Questão proposta: Explique, com base no trecho citado sobre o conceito de fato, por que o fato não pode ser transmitido em sua limpidez. Responda em uma a três frases.

Trecho citado:
#####
Diz-nos o bom senso que toda proposta de conhecer um
objeto qualquer em detalhes deve ser precedida de investigação conceitual. Tal
investigação, neste caso, distanciada do preciosismo, volta-se, a princípio,
para a etimologia, sempre no interesse de desvelar e, por conseguinte,
apreender o objeto mesmo. O verbete “fato” tem origem no termo latino facto,
e pode ter como significado: coisa ou ação feita, um acontecimento, um feito,
aquilo que realmente existe, o real.
No entanto, até porque vivemos em outro Zeitgeist,
deparamo-nos com a óbvia dificuldade em vincular o fato ao real ou a uma
existência real. Para evitar perguntas do tipo: o que é real ou o que é
existência real e nos perdermos numa estéril discussão filosófica, resumiremos
que o real ou a existência real de um fato está vinculado à sua comprovação.
Por outro lado, acontecimentos, feitos ou ações parecem refletir costumes,
tradições, sentimentos, algo que se vincula diretamente às criações históricas
de determinado povo. É o que chamamos de fato social. E qualquer sociedade,
destarte, não poderá mostrar-se alheia a seus fatos sociais. Contudo,
ocupemo-nos, nesta oportunidade, do fato enquanto ação, acontecimento, um
feito. Isso nos remete ao fato como fenômeno. A palavra fenômeno, originário do
termo grego phainómenon, significa o que aparece, o que é passível de
observação, descrição ou explicação; aquilo que estimula nossos sentidos e
manifesta-se à consciência cognitiva.
Não obstante, seria sobremodo ingênuo afirmar que ao
observar um fenômeno, - o que aparece - na tentativa de descrevê-lo e
explicá-lo o fazemos despidos de crenças, valores, interesses, ideologias, etc.
Pelo contrário, quando relatamos um fato, amiúde o fazemos de modo
interpretativo. Neste caso, portanto, já não temos a narrativa do fato, mas a
interpretação do fato; algo bem particularizado, manifestamente subjetivo. Ora,
a visão particularizada de um fato já destoa do fato, já não mais se trata do
fato. Então surge o não-fato, e que não raramente opõe-se ao fato. Corroborando
nossa assertiva, citamos Jean Piaget, abnegado pesquisador da epistemologia
genética: “O fato puro é inexistente”. A inexistência do fato deve ser
entendida como a dificuldade de relatá-lo na sua integralidade.
O fato só pode ser descrito enquanto fenômeno, pois na
condição de pureza sempre será inenarrável. Friedrich Nietzsche nos dizia que
“o que há são interpretações de fatos”. O fato-em-si não só não é
transmissível, como também não é descritível. Faz-se importante apontar que a
intransmissibilidade do fato dá-se não por se tratar de um noumeno,
segundo a diferenciação estabelecida por Kant em sua epistemologia, mas pela
dificuldade em não se deixar de vincular ao fato algo de subjetivo. O fato é
apreensível, mas não transmissível em sua limpidez. No entanto, as pessoas
esforçam-se por narrar fatos, acontecimentos. E como observamos, ao fazê-lo, as
pessoas o submetem às suas ópticas particulares, ou seja, o fazem segundo suas
crenças, valores, princípios, o que implica distanciamento do fato mesmo.
#####
Dados registrados:

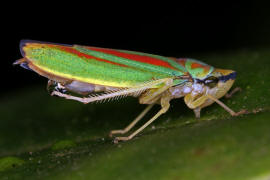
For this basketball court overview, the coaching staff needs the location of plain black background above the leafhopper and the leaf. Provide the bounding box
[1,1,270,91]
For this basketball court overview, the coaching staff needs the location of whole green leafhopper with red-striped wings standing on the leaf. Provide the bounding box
#####
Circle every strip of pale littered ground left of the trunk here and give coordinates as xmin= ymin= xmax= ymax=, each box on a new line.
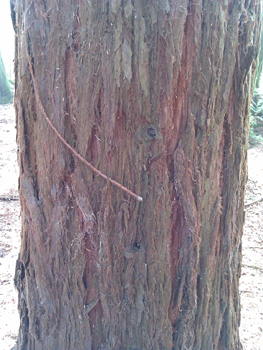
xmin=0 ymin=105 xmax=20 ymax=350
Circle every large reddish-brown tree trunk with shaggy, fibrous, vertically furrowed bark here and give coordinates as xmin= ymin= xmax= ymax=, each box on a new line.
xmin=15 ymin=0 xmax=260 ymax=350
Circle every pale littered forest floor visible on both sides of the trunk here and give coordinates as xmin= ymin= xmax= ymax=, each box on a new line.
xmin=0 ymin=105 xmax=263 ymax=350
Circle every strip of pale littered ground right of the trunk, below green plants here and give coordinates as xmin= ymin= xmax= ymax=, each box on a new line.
#####
Resposta: O fato não é transmissível em sua limpidez porque quem o relata dificilmente deixa de vincular a ele algo de subjetivo. Ao narrá-lo, as pessoas o submetem a suas crenças, valores e princípios, o que as distancia do fato mesmo. O trecho ressalta que essa intransmissibilidade não se deve a tratar-se de um noumeno, na diferenciação de Kant.